• _WHAT NEEDS TO BE DONE_: Reproduce exactly the entries from the "Expected: one point per instance of the stone" line to the end. Skip all pictures.

Image point grounding data:
*****

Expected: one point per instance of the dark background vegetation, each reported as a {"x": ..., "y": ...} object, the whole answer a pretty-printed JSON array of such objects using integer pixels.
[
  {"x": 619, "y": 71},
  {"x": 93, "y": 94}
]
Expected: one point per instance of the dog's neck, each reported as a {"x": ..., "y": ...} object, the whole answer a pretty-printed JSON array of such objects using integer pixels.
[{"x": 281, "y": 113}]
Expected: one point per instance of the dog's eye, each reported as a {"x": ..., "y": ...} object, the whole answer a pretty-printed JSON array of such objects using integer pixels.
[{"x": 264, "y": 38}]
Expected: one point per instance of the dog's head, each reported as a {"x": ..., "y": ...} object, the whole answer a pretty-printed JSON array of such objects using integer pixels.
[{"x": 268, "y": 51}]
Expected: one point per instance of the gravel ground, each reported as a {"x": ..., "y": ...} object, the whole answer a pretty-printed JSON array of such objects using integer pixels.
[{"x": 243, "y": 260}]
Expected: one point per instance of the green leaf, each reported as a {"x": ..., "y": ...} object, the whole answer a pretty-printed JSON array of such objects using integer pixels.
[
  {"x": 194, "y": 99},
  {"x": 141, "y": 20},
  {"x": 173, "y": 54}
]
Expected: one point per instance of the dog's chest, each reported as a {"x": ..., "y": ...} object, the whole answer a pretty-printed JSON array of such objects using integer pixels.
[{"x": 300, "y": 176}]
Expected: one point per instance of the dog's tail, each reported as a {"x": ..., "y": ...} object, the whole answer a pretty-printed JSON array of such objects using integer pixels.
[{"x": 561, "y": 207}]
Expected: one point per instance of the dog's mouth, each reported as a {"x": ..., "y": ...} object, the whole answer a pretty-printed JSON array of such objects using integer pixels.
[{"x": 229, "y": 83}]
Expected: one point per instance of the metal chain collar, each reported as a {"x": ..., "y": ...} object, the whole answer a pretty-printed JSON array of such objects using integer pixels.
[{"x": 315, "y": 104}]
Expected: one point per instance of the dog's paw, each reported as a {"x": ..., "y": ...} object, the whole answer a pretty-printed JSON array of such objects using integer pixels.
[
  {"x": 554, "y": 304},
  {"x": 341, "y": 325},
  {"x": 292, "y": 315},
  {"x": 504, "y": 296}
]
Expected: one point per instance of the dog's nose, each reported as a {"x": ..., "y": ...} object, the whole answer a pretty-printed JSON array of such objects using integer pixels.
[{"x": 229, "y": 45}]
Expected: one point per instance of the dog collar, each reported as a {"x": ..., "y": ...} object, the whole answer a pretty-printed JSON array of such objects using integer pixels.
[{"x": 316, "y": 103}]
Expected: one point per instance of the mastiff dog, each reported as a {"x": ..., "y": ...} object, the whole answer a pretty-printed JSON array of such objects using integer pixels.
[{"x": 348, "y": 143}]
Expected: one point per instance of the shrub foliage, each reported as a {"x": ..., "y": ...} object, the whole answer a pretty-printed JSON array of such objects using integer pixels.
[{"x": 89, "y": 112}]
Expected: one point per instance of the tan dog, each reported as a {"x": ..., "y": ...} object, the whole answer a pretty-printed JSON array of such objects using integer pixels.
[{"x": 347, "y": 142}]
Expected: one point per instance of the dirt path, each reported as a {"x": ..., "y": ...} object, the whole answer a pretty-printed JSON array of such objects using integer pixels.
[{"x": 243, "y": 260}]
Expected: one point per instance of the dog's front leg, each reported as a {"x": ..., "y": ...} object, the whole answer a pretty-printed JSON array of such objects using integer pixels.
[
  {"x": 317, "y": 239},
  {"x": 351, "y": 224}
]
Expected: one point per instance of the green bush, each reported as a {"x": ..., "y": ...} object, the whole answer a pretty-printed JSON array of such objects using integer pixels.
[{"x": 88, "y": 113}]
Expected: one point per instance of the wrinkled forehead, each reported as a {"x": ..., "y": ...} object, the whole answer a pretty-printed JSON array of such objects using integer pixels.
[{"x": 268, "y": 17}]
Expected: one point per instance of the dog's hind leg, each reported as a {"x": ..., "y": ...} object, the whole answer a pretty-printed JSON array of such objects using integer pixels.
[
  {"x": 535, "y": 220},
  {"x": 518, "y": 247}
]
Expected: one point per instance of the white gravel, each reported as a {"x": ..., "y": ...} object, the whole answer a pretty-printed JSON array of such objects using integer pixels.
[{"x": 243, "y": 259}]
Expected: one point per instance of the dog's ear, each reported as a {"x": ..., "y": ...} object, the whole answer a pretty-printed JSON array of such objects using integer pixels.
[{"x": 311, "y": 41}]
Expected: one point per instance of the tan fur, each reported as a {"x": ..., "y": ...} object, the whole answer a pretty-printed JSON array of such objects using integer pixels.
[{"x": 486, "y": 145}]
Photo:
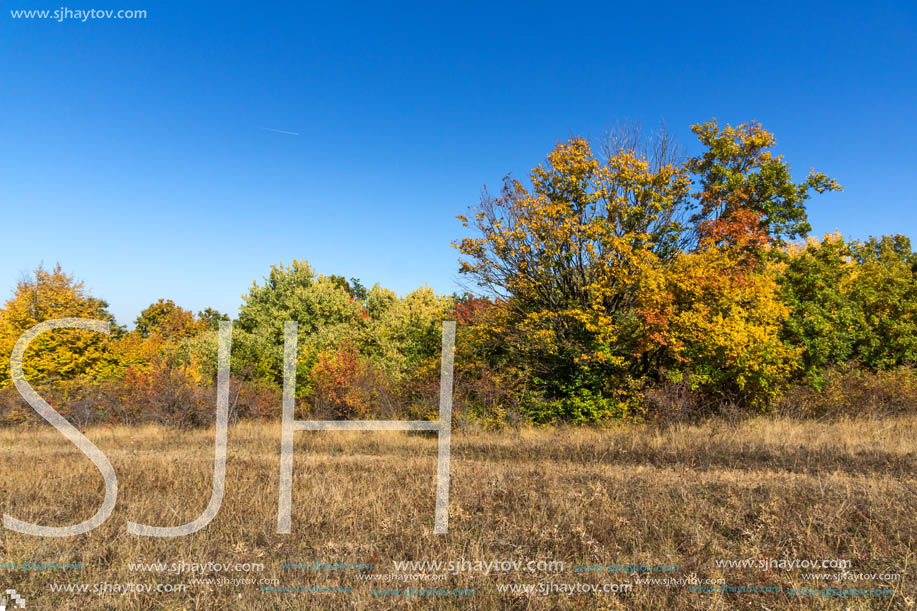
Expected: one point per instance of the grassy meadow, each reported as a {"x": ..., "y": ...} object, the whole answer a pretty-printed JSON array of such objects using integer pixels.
[{"x": 763, "y": 488}]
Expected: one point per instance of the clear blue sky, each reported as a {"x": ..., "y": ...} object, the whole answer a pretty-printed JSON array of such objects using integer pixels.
[{"x": 132, "y": 151}]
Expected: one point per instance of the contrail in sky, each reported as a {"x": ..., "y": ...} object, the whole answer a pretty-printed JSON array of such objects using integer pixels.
[{"x": 278, "y": 131}]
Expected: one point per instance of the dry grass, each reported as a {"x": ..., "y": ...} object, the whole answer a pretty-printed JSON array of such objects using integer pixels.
[{"x": 687, "y": 496}]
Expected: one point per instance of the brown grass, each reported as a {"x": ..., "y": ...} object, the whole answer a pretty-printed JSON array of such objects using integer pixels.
[{"x": 685, "y": 495}]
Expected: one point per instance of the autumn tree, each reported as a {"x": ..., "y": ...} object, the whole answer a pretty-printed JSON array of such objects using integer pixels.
[
  {"x": 61, "y": 354},
  {"x": 567, "y": 257},
  {"x": 745, "y": 191},
  {"x": 168, "y": 320}
]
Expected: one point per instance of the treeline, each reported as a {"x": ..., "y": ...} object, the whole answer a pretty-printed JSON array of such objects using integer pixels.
[{"x": 636, "y": 283}]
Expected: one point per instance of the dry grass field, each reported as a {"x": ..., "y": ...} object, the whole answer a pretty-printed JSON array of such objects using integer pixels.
[{"x": 688, "y": 496}]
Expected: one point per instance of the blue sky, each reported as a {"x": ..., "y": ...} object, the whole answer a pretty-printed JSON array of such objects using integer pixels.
[{"x": 132, "y": 151}]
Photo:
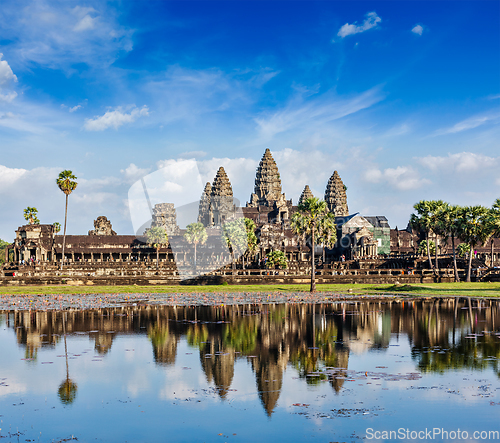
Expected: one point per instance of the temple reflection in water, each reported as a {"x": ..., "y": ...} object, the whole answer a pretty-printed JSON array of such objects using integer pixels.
[{"x": 443, "y": 334}]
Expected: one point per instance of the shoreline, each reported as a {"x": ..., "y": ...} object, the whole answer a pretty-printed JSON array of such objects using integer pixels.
[{"x": 70, "y": 297}]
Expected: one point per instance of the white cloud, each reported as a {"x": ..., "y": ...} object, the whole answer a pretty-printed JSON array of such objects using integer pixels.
[
  {"x": 315, "y": 111},
  {"x": 417, "y": 29},
  {"x": 133, "y": 173},
  {"x": 115, "y": 119},
  {"x": 459, "y": 162},
  {"x": 470, "y": 123},
  {"x": 404, "y": 178},
  {"x": 371, "y": 21},
  {"x": 57, "y": 35},
  {"x": 7, "y": 80}
]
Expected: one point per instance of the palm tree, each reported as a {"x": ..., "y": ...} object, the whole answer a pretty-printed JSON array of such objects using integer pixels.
[
  {"x": 30, "y": 215},
  {"x": 474, "y": 229},
  {"x": 494, "y": 225},
  {"x": 424, "y": 220},
  {"x": 196, "y": 234},
  {"x": 57, "y": 227},
  {"x": 448, "y": 226},
  {"x": 276, "y": 258},
  {"x": 437, "y": 207},
  {"x": 251, "y": 238},
  {"x": 157, "y": 237},
  {"x": 313, "y": 220},
  {"x": 67, "y": 184},
  {"x": 235, "y": 234}
]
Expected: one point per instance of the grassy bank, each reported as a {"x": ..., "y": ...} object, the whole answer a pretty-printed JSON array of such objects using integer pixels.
[{"x": 438, "y": 289}]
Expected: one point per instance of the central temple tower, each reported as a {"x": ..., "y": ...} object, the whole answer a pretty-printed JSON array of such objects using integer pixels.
[{"x": 267, "y": 190}]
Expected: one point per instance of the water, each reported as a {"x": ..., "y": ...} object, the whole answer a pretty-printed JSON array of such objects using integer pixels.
[{"x": 271, "y": 372}]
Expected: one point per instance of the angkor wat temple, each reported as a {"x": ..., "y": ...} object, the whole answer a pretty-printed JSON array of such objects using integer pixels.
[{"x": 362, "y": 241}]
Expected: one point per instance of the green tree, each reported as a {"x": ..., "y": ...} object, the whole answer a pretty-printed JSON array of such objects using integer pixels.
[
  {"x": 30, "y": 215},
  {"x": 3, "y": 245},
  {"x": 463, "y": 249},
  {"x": 196, "y": 234},
  {"x": 448, "y": 225},
  {"x": 67, "y": 184},
  {"x": 276, "y": 258},
  {"x": 423, "y": 221},
  {"x": 437, "y": 208},
  {"x": 57, "y": 227},
  {"x": 474, "y": 229},
  {"x": 422, "y": 247},
  {"x": 251, "y": 239},
  {"x": 312, "y": 220},
  {"x": 494, "y": 225},
  {"x": 235, "y": 235},
  {"x": 157, "y": 237}
]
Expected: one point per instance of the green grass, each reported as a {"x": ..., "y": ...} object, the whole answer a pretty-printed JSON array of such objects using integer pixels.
[{"x": 437, "y": 289}]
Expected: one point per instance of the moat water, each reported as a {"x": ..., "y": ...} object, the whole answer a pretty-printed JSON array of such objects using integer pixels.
[{"x": 336, "y": 372}]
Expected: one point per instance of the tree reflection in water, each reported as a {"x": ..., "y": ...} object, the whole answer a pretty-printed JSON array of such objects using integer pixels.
[
  {"x": 67, "y": 389},
  {"x": 317, "y": 340}
]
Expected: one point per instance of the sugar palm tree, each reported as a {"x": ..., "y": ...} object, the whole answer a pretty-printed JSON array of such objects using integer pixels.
[
  {"x": 157, "y": 237},
  {"x": 235, "y": 234},
  {"x": 494, "y": 225},
  {"x": 30, "y": 215},
  {"x": 276, "y": 258},
  {"x": 448, "y": 226},
  {"x": 474, "y": 229},
  {"x": 423, "y": 222},
  {"x": 57, "y": 227},
  {"x": 67, "y": 184},
  {"x": 313, "y": 220},
  {"x": 437, "y": 207},
  {"x": 251, "y": 239},
  {"x": 196, "y": 234}
]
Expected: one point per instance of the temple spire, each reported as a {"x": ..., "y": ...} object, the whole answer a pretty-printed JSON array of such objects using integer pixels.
[
  {"x": 306, "y": 193},
  {"x": 336, "y": 197},
  {"x": 267, "y": 189}
]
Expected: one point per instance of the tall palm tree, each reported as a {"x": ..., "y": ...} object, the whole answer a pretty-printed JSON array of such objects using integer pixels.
[
  {"x": 30, "y": 215},
  {"x": 67, "y": 184},
  {"x": 235, "y": 234},
  {"x": 474, "y": 229},
  {"x": 437, "y": 207},
  {"x": 313, "y": 220},
  {"x": 448, "y": 226},
  {"x": 494, "y": 225},
  {"x": 423, "y": 222},
  {"x": 196, "y": 234},
  {"x": 157, "y": 237},
  {"x": 251, "y": 238}
]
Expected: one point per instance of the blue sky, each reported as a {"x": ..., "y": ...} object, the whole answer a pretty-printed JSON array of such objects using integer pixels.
[{"x": 402, "y": 98}]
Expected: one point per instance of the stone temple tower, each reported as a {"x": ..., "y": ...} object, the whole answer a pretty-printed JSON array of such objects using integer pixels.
[
  {"x": 306, "y": 193},
  {"x": 221, "y": 198},
  {"x": 204, "y": 213},
  {"x": 267, "y": 184},
  {"x": 336, "y": 197}
]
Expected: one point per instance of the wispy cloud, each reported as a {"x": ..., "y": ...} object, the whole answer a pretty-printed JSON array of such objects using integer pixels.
[
  {"x": 115, "y": 119},
  {"x": 418, "y": 29},
  {"x": 7, "y": 80},
  {"x": 58, "y": 35},
  {"x": 470, "y": 123},
  {"x": 404, "y": 178},
  {"x": 371, "y": 21},
  {"x": 317, "y": 111},
  {"x": 461, "y": 162}
]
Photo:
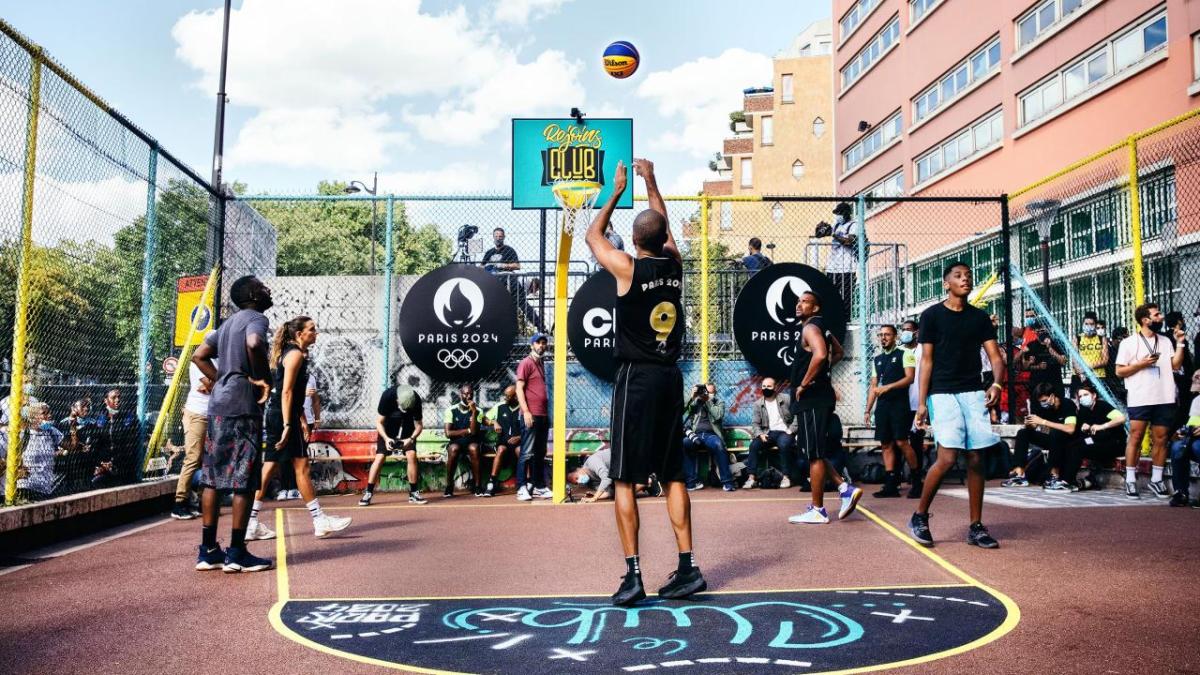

*****

• _REPLY_:
Expected: one point per instance of the stone temple tower, each reported as a {"x": ..., "y": ...} object, the whole answer a pretty-printed JSON array of such objects using integer pixels.
[
  {"x": 306, "y": 193},
  {"x": 221, "y": 198},
  {"x": 204, "y": 213},
  {"x": 267, "y": 184},
  {"x": 336, "y": 197}
]
Expected: one point per instance of the wispy cloud, each reported as a {"x": ..., "y": ...} object, the whole answer a pretty-printed JSON array of such objects using integer pixels.
[
  {"x": 115, "y": 119},
  {"x": 418, "y": 29},
  {"x": 7, "y": 80},
  {"x": 58, "y": 35},
  {"x": 470, "y": 123},
  {"x": 404, "y": 178},
  {"x": 371, "y": 21},
  {"x": 317, "y": 111},
  {"x": 461, "y": 162}
]
Photo:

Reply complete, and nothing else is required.